Requirements -
Recast the lines from the one containing "Could you spot the small photograph" through the end of the records below as a JSON list of strings, one string per line and leaving out blank lines.

::: Task data

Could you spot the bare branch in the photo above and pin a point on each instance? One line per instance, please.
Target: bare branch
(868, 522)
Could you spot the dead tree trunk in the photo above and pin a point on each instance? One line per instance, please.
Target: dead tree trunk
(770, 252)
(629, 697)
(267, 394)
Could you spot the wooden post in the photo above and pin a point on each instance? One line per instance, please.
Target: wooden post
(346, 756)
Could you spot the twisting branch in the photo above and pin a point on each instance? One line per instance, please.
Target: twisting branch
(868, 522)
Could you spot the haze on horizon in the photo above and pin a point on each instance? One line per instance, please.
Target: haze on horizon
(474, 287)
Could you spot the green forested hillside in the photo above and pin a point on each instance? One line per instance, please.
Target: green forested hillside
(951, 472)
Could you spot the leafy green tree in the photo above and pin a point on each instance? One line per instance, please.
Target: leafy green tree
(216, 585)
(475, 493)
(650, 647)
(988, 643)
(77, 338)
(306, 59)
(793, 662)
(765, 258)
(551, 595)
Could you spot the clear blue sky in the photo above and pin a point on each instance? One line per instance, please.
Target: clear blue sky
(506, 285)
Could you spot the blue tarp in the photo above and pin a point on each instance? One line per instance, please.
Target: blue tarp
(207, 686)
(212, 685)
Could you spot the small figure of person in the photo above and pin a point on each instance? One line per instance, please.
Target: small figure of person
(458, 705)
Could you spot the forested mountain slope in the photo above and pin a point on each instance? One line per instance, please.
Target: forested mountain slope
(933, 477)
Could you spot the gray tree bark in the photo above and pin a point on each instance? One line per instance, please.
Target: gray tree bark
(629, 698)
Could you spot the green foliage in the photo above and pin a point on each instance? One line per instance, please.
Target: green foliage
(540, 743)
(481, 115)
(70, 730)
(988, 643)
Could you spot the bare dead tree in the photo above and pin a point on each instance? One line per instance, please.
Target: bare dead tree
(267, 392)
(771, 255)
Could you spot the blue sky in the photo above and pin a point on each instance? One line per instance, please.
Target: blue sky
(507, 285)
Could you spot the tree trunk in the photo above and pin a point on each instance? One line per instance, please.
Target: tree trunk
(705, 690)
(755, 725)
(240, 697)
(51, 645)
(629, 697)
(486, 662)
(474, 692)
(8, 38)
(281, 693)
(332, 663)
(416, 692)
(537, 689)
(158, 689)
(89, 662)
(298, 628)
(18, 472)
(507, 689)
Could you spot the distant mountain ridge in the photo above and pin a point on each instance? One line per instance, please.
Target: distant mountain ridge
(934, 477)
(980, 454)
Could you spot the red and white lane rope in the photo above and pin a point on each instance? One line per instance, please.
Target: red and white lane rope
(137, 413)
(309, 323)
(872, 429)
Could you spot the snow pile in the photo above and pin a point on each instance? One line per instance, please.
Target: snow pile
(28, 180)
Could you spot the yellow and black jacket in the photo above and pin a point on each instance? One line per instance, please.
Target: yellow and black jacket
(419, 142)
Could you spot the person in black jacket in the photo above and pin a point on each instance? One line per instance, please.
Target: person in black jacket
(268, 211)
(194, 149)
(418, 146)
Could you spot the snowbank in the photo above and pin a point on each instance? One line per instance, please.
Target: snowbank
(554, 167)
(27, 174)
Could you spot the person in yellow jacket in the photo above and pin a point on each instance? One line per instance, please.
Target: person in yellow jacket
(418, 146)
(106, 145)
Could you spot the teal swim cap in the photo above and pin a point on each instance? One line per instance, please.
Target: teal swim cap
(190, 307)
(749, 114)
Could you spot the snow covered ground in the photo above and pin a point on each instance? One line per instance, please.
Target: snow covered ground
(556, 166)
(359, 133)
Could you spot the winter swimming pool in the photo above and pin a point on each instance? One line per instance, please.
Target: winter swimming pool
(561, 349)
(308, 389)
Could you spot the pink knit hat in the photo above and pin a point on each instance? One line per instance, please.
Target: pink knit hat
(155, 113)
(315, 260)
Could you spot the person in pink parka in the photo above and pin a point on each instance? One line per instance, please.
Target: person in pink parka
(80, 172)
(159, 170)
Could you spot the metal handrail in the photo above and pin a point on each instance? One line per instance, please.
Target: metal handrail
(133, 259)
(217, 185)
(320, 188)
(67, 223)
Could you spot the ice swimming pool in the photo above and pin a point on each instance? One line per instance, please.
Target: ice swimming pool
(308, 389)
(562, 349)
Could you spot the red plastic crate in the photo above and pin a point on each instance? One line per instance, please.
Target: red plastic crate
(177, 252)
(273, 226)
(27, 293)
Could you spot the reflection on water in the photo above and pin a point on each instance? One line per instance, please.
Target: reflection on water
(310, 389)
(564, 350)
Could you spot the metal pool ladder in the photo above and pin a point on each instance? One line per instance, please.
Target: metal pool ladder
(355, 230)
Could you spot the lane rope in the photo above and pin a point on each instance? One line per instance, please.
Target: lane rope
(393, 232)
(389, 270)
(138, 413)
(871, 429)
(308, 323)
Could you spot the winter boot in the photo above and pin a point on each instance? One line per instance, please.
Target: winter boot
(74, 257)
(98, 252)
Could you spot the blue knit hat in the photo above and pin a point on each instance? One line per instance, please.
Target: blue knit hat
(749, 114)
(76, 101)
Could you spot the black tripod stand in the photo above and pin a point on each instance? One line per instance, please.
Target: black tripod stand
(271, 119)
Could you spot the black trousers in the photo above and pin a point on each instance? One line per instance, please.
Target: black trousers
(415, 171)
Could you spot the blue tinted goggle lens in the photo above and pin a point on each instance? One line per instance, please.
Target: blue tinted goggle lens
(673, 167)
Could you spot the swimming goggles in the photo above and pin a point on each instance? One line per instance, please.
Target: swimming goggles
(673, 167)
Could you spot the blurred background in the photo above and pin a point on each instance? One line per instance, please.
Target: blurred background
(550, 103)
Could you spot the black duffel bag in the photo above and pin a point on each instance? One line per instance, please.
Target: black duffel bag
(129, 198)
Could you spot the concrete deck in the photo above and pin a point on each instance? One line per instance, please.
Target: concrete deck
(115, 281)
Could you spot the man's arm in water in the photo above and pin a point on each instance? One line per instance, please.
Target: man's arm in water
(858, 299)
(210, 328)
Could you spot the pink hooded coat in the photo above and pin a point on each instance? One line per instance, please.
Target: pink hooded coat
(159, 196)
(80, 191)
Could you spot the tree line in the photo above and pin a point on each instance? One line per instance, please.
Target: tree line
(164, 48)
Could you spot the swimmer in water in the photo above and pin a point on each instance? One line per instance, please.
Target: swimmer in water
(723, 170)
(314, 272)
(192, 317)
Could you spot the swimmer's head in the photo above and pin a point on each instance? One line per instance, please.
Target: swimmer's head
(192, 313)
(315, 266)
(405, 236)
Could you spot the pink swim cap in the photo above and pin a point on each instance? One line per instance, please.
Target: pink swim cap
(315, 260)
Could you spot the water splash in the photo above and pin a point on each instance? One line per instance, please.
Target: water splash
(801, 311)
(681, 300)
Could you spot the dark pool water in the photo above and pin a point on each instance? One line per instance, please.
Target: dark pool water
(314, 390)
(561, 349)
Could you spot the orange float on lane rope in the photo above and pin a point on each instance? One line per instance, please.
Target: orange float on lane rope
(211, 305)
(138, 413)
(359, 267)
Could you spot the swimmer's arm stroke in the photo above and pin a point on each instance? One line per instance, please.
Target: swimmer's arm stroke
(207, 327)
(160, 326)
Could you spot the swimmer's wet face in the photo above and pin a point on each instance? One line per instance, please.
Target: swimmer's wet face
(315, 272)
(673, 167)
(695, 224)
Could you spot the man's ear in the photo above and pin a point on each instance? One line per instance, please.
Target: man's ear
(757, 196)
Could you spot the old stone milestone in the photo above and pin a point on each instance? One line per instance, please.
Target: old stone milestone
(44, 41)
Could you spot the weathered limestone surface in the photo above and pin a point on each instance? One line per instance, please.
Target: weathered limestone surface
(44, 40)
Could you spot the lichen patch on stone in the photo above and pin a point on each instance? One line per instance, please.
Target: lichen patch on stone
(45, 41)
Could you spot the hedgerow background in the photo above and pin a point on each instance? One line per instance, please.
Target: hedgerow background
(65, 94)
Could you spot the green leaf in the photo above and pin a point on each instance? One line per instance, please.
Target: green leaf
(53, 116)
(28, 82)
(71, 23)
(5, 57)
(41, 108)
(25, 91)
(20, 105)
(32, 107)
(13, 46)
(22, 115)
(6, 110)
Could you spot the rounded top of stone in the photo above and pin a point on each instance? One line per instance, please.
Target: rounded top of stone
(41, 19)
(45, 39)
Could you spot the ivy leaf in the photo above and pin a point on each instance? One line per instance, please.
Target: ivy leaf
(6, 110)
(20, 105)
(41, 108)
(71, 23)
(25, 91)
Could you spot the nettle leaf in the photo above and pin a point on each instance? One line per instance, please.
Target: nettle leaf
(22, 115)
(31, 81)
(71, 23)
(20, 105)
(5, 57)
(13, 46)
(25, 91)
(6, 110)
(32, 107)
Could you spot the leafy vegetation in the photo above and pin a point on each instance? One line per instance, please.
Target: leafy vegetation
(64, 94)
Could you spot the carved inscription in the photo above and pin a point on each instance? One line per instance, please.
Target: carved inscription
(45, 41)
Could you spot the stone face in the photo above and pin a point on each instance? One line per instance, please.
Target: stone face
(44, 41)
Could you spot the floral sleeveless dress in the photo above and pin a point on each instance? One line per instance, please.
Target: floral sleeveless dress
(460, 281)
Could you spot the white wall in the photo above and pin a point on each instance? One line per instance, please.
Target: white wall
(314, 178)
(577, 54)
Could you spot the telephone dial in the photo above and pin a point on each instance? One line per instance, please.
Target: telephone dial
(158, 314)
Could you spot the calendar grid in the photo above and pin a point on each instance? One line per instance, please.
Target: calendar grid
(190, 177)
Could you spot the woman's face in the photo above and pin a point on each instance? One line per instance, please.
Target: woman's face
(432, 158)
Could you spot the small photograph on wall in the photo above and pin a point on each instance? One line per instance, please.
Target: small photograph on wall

::::::

Complete answer -
[
  "Could you spot the small photograph on wall in the photo above and pin a point on each instance? One line per instance, please.",
  "Target: small photograph on wall"
]